YOUR GOAL — List each line of the material that contains the string "clicks".
PROVIDED INFORMATION Block Start
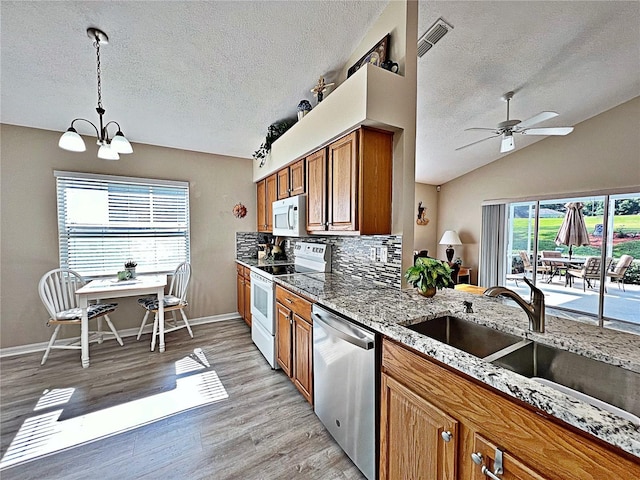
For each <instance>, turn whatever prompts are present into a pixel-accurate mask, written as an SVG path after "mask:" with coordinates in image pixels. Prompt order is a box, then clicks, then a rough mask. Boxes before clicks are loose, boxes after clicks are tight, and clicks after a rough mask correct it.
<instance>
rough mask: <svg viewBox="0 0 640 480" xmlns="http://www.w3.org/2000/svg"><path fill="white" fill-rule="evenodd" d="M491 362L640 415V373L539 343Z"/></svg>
mask: <svg viewBox="0 0 640 480" xmlns="http://www.w3.org/2000/svg"><path fill="white" fill-rule="evenodd" d="M491 363H493V364H494V365H498V366H500V367H503V368H506V369H509V370H511V371H513V372H516V373H519V374H520V375H524V376H525V377H530V378H542V379H544V380H548V381H551V382H554V383H557V384H560V385H563V386H565V387H568V388H570V389H572V390H576V391H578V392H581V393H584V394H586V395H589V396H591V397H594V398H596V399H599V400H602V401H603V402H606V403H608V404H611V405H614V406H616V407H618V408H620V409H622V410H624V411H626V412H630V413H632V414H634V415H638V416H640V395H638V392H640V374H639V373H636V372H632V371H630V370H626V369H624V368H620V367H617V366H615V365H610V364H608V363H604V362H599V361H597V360H593V359H591V358H588V357H583V356H582V355H576V354H575V353H571V352H567V351H565V350H560V349H557V348H553V347H549V346H547V345H543V344H540V343H537V342H530V343H528V344H527V345H525V346H523V347H521V348H518V349H517V350H514V351H512V352H510V353H507V354H505V355H504V356H501V357H499V358H497V359H495V360H493V361H492V362H491ZM578 398H579V397H578Z"/></svg>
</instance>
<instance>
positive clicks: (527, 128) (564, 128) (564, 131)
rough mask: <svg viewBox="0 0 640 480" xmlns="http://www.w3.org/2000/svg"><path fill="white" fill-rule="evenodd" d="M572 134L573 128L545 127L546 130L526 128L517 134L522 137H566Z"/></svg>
mask: <svg viewBox="0 0 640 480" xmlns="http://www.w3.org/2000/svg"><path fill="white" fill-rule="evenodd" d="M571 132H573V127H546V128H527V129H526V130H522V131H520V132H518V133H522V134H523V135H568V134H570V133H571Z"/></svg>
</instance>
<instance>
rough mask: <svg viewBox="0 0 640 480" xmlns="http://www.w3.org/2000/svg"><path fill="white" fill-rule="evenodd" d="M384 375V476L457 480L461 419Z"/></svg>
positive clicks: (382, 436)
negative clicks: (456, 420)
mask: <svg viewBox="0 0 640 480" xmlns="http://www.w3.org/2000/svg"><path fill="white" fill-rule="evenodd" d="M381 376H382V381H381V383H382V385H381V387H382V391H381V397H380V479H381V480H404V479H429V480H444V479H446V480H454V479H455V478H456V466H457V465H456V460H457V455H458V454H457V450H458V422H457V421H456V420H455V419H453V418H452V417H450V416H449V415H447V414H446V413H444V412H443V411H441V410H440V409H438V408H436V407H435V406H433V405H432V404H430V403H429V402H427V401H426V400H425V399H423V398H422V397H420V396H418V395H416V394H415V393H413V392H412V391H411V390H409V389H408V388H406V387H405V386H404V385H402V384H400V383H398V382H397V381H395V380H394V379H393V378H392V377H390V376H388V375H386V374H385V373H382V375H381ZM443 434H444V435H443Z"/></svg>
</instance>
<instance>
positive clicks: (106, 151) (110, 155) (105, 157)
mask: <svg viewBox="0 0 640 480" xmlns="http://www.w3.org/2000/svg"><path fill="white" fill-rule="evenodd" d="M98 158H101V159H102V160H120V155H118V152H116V151H115V150H114V149H113V148H111V145H102V146H101V147H100V148H99V149H98Z"/></svg>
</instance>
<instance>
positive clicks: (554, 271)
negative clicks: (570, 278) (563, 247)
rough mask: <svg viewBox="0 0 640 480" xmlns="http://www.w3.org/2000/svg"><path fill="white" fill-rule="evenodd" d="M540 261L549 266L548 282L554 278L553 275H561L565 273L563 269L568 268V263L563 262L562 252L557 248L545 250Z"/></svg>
mask: <svg viewBox="0 0 640 480" xmlns="http://www.w3.org/2000/svg"><path fill="white" fill-rule="evenodd" d="M540 261H541V262H542V264H543V265H546V266H548V267H549V280H548V283H551V280H553V277H554V276H556V275H558V276H559V277H561V276H562V275H563V274H564V272H563V271H564V270H566V268H567V265H566V264H565V263H564V262H562V252H558V251H556V250H543V251H542V252H541V258H540Z"/></svg>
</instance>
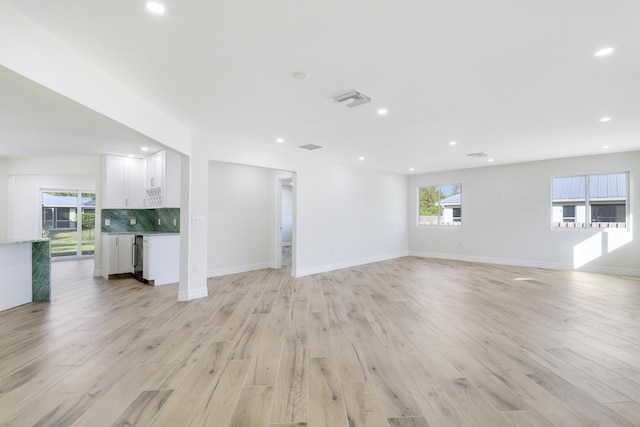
PROVIDED INFORMATION Block End
SOLUTION BELOW —
For each <instance>, turn whatever prompts are present into a pixel-accurate mask, written as an SVG path after "mask:" with coordinates in image pixels. Prompt order is a box, then clicks, then a rough mask. Boxes before clicks are loose, boxes after clicks are tight, and clicks after a rough mask correct it.
positive clicks: (527, 128) (564, 128) (564, 131)
positive clicks: (382, 436)
negative clicks: (456, 420)
positive clicks: (106, 151) (110, 155) (105, 157)
positive clicks: (554, 271)
negative clicks: (570, 278) (563, 247)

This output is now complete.